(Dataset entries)
......
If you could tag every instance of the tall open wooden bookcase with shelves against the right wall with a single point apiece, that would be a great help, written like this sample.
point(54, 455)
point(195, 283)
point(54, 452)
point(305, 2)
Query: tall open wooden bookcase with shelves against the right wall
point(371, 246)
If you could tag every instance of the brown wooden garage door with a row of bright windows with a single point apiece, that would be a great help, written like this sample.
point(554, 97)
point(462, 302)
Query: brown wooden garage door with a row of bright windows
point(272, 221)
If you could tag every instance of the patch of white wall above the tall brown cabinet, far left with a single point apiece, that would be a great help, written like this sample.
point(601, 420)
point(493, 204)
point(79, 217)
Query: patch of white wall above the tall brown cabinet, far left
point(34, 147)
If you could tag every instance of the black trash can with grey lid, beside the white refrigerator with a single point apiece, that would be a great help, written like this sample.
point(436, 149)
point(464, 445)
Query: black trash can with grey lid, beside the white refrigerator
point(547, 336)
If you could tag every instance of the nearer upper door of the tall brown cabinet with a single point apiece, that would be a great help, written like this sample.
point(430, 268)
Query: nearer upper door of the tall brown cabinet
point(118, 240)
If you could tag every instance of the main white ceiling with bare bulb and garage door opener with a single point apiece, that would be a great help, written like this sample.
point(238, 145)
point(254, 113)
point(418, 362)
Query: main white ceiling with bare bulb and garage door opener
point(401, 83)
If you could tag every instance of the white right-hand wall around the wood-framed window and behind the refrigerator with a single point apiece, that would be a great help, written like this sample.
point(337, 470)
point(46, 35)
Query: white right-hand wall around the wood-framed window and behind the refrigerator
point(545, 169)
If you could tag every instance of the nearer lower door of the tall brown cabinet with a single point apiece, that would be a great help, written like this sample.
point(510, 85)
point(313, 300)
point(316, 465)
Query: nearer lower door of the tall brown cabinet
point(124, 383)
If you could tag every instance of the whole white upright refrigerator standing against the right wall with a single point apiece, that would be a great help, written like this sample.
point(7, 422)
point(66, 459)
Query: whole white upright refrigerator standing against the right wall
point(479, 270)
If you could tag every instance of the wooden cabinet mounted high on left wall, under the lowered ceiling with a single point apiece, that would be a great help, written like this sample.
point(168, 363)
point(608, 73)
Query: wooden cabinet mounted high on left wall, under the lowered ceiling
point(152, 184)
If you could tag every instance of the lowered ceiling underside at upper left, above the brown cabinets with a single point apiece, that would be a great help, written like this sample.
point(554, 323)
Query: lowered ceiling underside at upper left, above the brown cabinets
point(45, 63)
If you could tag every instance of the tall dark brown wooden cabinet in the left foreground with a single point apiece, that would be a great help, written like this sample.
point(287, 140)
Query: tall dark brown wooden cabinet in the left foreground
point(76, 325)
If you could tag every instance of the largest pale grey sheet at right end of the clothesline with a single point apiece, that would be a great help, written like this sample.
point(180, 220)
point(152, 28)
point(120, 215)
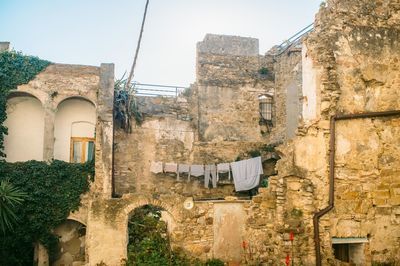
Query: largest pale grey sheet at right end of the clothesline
point(246, 173)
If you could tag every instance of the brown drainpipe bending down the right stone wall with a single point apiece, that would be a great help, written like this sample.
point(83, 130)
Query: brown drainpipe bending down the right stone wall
point(319, 214)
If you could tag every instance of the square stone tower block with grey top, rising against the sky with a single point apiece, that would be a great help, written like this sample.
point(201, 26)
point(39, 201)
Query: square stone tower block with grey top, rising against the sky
point(227, 87)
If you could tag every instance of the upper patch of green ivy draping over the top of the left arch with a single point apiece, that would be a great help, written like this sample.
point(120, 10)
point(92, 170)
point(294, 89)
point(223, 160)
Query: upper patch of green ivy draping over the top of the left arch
point(15, 69)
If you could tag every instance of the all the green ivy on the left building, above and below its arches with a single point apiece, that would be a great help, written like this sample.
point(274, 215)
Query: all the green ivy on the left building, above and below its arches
point(52, 190)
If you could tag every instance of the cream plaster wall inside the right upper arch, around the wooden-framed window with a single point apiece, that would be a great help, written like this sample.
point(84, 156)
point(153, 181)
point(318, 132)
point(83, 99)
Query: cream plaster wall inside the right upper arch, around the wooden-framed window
point(74, 118)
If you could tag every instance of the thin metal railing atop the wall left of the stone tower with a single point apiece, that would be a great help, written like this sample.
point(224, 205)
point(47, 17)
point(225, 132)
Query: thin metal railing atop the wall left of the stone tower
point(156, 90)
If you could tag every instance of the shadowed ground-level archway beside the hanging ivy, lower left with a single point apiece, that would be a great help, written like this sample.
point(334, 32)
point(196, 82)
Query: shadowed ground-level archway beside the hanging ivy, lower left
point(71, 247)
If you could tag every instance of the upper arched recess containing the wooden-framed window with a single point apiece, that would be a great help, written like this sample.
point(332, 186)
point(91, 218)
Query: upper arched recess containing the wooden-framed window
point(74, 130)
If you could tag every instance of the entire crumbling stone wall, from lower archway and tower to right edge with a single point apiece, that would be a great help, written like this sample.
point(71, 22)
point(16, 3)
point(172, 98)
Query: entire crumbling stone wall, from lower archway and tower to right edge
point(348, 64)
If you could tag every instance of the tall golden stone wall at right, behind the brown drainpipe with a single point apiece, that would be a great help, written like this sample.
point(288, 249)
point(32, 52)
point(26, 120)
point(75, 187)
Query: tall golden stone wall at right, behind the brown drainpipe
point(354, 51)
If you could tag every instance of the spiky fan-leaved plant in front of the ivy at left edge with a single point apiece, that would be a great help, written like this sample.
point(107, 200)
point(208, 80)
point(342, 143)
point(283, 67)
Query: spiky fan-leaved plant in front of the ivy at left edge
point(10, 197)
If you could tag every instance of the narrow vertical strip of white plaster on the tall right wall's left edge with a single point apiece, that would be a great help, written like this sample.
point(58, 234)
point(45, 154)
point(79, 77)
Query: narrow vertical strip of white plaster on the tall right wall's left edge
point(309, 87)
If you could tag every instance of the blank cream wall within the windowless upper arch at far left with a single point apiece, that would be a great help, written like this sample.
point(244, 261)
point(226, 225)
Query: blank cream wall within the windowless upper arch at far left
point(25, 123)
......
* _Task item_:
Keep the pictures out of the copy and write out the data exactly as it stands.

* _The completed task_:
If you could tag every instance of the tall open wooden bookcase with shelves against the right wall with a single point apiece, that would be a great help, written like this sample.
point(54, 455)
point(195, 283)
point(54, 452)
point(305, 2)
Query: tall open wooden bookcase with shelves against the right wall
point(371, 246)
If you could tag every instance of the brown wooden garage door with a row of bright windows with a single point apiece, that would be a great help, written like this sample.
point(554, 97)
point(462, 302)
Query: brown wooden garage door with a row of bright windows
point(272, 221)
If you could tag every instance of the patch of white wall above the tall brown cabinet, far left with a single point apiece, that would be a great help, written like this sample.
point(601, 420)
point(493, 204)
point(79, 217)
Query: patch of white wall above the tall brown cabinet, far left
point(34, 147)
If you could tag every instance of the black trash can with grey lid, beside the white refrigerator with a single point apiece, that would be a great help, written like this sample.
point(436, 149)
point(464, 445)
Query: black trash can with grey lid, beside the white refrigerator
point(547, 336)
If you could tag every instance of the nearer upper door of the tall brown cabinet with a single point apiece, that would be a great help, written like this sample.
point(430, 268)
Query: nearer upper door of the tall brown cabinet
point(118, 240)
If you could tag every instance of the main white ceiling with bare bulb and garage door opener with a single point apiece, that would be a great help, written like this sample.
point(238, 145)
point(254, 113)
point(418, 362)
Query: main white ceiling with bare bulb and garage door opener
point(401, 83)
If you could tag every instance of the white right-hand wall around the wood-framed window and behind the refrigerator with a single point apiece, that would be a great help, written like this sample.
point(337, 470)
point(46, 35)
Query: white right-hand wall around the wood-framed window and behind the refrigerator
point(545, 169)
If you could tag every instance of the nearer lower door of the tall brown cabinet with a single point apiece, that would be a great help, written like this sample.
point(510, 85)
point(313, 300)
point(316, 465)
Query: nearer lower door of the tall brown cabinet
point(124, 383)
If you could tag every instance of the whole white upright refrigerator standing against the right wall with a single point apiece, that would be a great help, written like this sample.
point(7, 422)
point(66, 459)
Query: whole white upright refrigerator standing against the right wall
point(479, 270)
If you could tag every instance of the wooden cabinet mounted high on left wall, under the lowered ceiling with a single point apiece, that would be a great help, written like this sample.
point(168, 363)
point(608, 73)
Query: wooden cabinet mounted high on left wall, under the lowered ceiling
point(152, 184)
If you could tag every instance of the lowered ceiling underside at upper left, above the brown cabinets with a single point apiece, that would be a great help, written like this sample.
point(554, 323)
Query: lowered ceiling underside at upper left, above the brown cabinets
point(45, 63)
If you could tag every instance of the tall dark brown wooden cabinet in the left foreground with a single point apiece, that would be a great help, written like this sample.
point(287, 140)
Query: tall dark brown wooden cabinet in the left foreground
point(76, 325)
If you could tag every instance of the largest pale grey sheet at right end of the clothesline with a single point apiece, that would be a great help, written like this sample.
point(180, 220)
point(152, 28)
point(120, 215)
Query: largest pale grey sheet at right end of the clothesline
point(246, 173)
If you could tag every instance of the brown drainpipe bending down the right stone wall with a single point apiece, that would be a great help, written like this sample.
point(83, 130)
Query: brown drainpipe bending down the right stone wall
point(319, 214)
If you could tag every instance of the square stone tower block with grey top, rising against the sky with a single point apiece, that would be a great help, written like this sample.
point(201, 26)
point(39, 201)
Query: square stone tower block with grey top, rising against the sky
point(227, 87)
If you could tag every instance of the upper patch of green ivy draping over the top of the left arch with a single point apiece, that would be a great help, written like this sample.
point(120, 10)
point(92, 170)
point(294, 89)
point(223, 160)
Query: upper patch of green ivy draping over the top of the left arch
point(15, 69)
If you could tag every instance of the all the green ivy on the left building, above and below its arches with a single point apiece, that would be a great help, written like this sample.
point(274, 215)
Query: all the green ivy on the left building, above and below its arches
point(52, 190)
If you could tag every instance of the cream plaster wall inside the right upper arch, around the wooden-framed window with a single point apiece, that would be a great help, written like this sample.
point(84, 156)
point(153, 181)
point(318, 132)
point(83, 99)
Query: cream plaster wall inside the right upper arch, around the wooden-framed window
point(74, 118)
If you could tag every instance of the thin metal railing atop the wall left of the stone tower with a single point apiece, that would be a great help, written like this sample.
point(224, 205)
point(47, 17)
point(225, 132)
Query: thin metal railing atop the wall left of the stone tower
point(156, 90)
If you could tag every instance of the shadowed ground-level archway beside the hanging ivy, lower left with a single point apiece, that would be a great help, written like this sample.
point(334, 32)
point(196, 82)
Query: shadowed ground-level archway beside the hanging ivy, lower left
point(71, 247)
If you could tag every instance of the upper arched recess containing the wooden-framed window with a single point apiece, that would be a great help, written like this sample.
point(332, 186)
point(91, 218)
Query: upper arched recess containing the wooden-framed window
point(74, 130)
If you could tag every instance of the entire crumbling stone wall, from lower archway and tower to right edge with a single point apiece, that would be a great help, written like this sample.
point(71, 22)
point(16, 3)
point(172, 98)
Query: entire crumbling stone wall, from lower archway and tower to right edge
point(348, 64)
If you could tag every instance of the tall golden stone wall at right, behind the brown drainpipe with a single point apiece, that would be a great help, written like this sample.
point(288, 249)
point(32, 52)
point(26, 120)
point(75, 187)
Query: tall golden stone wall at right, behind the brown drainpipe
point(354, 51)
If you could tag every instance of the spiky fan-leaved plant in front of the ivy at left edge with a single point apiece, that would be a great help, written like this sample.
point(107, 200)
point(208, 80)
point(342, 143)
point(283, 67)
Query: spiky fan-leaved plant in front of the ivy at left edge
point(10, 197)
If you could tag every instance of the narrow vertical strip of white plaster on the tall right wall's left edge with a single point apiece, that would be a great help, written like this sample.
point(58, 234)
point(45, 154)
point(79, 77)
Query: narrow vertical strip of white plaster on the tall right wall's left edge
point(309, 87)
If you could tag every instance of the blank cream wall within the windowless upper arch at far left with a single point apiece, that would be a great help, written like this sample.
point(244, 261)
point(226, 225)
Query: blank cream wall within the windowless upper arch at far left
point(25, 123)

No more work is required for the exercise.